START Study material

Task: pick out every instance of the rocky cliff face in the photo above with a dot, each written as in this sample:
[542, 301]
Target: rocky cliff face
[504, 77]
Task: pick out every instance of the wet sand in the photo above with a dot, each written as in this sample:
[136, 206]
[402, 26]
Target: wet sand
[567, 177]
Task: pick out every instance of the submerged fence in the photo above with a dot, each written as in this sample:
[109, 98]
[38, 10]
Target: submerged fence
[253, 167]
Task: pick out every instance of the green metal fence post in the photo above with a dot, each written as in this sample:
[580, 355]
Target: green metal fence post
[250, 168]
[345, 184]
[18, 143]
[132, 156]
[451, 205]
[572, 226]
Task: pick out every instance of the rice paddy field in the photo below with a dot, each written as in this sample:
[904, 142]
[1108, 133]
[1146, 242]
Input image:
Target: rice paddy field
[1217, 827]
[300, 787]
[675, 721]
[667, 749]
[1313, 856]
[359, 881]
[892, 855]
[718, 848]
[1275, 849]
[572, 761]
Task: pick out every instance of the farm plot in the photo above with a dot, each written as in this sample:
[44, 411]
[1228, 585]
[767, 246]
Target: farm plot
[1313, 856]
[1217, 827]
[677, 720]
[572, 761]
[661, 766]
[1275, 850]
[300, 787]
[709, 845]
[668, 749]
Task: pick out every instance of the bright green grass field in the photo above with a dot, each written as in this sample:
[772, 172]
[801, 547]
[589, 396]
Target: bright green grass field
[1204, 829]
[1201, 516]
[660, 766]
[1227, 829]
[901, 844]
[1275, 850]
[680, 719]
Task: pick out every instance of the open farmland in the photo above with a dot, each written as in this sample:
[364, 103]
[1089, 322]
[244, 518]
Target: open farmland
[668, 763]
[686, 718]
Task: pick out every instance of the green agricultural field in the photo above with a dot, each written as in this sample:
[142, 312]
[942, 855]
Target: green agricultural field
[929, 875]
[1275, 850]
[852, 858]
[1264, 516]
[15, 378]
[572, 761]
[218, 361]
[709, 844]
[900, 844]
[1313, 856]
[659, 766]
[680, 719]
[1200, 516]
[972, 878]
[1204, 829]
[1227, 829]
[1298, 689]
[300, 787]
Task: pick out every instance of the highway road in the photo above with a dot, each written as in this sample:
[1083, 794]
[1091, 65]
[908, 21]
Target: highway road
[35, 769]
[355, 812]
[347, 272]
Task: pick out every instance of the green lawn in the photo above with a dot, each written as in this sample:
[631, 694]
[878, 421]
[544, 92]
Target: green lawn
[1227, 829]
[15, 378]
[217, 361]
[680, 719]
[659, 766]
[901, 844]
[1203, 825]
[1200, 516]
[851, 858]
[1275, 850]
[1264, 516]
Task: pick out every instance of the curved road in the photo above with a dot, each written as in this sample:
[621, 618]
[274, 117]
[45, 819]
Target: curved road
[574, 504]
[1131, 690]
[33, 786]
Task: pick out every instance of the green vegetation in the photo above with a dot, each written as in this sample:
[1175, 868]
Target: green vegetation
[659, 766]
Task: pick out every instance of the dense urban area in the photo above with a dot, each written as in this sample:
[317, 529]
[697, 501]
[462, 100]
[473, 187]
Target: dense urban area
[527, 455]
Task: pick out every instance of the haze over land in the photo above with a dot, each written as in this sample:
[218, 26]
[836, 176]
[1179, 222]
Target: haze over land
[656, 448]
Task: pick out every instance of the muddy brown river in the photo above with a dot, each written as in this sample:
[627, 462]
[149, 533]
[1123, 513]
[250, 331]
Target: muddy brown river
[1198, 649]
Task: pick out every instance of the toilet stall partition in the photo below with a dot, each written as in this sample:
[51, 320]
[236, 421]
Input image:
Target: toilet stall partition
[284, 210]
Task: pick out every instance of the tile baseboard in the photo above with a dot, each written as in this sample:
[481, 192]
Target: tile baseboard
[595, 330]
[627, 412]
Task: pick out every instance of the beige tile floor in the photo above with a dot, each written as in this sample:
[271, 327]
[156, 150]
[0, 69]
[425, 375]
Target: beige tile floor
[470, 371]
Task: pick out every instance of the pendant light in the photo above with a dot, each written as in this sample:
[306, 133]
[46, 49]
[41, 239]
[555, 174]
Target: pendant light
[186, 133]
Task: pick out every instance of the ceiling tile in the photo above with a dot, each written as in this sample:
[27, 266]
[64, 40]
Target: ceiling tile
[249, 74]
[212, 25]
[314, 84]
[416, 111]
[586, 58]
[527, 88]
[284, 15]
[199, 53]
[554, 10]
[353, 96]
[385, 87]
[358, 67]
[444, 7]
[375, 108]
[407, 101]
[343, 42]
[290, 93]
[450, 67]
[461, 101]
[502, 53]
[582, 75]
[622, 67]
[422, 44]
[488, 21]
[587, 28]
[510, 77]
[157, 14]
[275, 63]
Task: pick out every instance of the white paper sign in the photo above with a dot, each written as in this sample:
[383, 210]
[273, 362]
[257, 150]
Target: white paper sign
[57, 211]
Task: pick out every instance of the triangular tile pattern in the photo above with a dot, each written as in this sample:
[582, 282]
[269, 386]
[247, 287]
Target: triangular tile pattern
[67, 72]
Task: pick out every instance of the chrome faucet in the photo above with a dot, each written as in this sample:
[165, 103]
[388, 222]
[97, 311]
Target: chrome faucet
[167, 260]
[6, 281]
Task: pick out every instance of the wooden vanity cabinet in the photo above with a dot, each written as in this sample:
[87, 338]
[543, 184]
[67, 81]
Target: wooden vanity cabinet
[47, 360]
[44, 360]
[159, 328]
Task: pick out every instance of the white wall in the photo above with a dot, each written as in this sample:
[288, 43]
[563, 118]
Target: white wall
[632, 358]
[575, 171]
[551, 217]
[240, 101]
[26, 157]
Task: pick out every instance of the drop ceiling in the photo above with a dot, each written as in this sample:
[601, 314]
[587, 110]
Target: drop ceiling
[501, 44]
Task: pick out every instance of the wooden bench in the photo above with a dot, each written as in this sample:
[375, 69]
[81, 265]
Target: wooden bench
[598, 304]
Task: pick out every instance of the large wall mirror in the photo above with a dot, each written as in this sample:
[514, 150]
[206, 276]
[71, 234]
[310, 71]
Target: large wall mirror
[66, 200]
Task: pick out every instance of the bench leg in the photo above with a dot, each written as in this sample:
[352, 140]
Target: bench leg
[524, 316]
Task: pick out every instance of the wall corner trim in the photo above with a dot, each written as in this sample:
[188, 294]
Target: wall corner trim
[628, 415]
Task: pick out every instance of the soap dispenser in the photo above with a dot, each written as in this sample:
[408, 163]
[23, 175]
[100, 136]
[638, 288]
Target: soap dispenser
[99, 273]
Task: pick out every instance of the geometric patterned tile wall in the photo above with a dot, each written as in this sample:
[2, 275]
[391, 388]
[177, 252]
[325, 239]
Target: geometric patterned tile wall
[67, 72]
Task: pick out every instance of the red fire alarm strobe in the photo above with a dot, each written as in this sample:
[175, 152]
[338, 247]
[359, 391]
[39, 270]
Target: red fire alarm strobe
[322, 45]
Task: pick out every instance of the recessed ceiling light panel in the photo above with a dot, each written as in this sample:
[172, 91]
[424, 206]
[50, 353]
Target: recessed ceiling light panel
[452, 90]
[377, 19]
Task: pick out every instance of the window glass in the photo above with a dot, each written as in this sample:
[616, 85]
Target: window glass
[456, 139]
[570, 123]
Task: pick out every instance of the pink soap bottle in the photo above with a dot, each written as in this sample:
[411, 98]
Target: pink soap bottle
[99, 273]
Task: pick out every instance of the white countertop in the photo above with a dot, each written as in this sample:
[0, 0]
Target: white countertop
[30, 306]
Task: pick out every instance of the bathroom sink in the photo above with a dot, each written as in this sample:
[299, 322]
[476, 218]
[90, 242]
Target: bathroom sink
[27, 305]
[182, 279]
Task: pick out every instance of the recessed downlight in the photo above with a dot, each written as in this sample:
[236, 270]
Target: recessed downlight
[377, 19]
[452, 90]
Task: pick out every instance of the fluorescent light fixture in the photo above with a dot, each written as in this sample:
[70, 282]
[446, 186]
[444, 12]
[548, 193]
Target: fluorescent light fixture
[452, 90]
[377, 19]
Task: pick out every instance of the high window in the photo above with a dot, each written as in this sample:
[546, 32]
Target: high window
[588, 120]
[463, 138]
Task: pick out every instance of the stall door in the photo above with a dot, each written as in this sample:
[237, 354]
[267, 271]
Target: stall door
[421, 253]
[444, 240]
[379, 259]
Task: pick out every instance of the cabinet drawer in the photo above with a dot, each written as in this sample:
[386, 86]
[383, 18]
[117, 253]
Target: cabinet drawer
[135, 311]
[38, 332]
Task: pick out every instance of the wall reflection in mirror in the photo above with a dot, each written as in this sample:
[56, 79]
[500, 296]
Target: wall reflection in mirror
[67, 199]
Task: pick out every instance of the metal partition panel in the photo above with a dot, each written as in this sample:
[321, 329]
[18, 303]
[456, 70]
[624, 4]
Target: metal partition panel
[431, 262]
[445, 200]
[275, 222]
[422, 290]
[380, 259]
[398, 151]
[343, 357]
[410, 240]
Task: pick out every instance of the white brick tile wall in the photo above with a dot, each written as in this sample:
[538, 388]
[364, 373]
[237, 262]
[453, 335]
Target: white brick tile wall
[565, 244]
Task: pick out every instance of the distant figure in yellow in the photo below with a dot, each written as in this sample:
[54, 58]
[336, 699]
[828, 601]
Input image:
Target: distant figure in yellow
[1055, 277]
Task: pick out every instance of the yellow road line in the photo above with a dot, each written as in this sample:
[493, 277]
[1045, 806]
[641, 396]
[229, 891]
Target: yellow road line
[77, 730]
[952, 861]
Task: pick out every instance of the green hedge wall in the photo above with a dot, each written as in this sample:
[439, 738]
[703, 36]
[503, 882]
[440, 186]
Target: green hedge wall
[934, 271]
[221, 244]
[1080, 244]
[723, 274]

END Study material

What you should do :: Show the lines of the entries that include the string "below", copying each in full.

Output of the exercise ::
Task: pick out every instance of the rice paddy field in the photo below with a dot, each written as in this sample:
Task: pick out every instance of the toilet stall partition in the photo below with a dot, each written as in this sample:
Task: pick out every instance of the distant figure in yellow in the photo below with a dot, each written as in this sample:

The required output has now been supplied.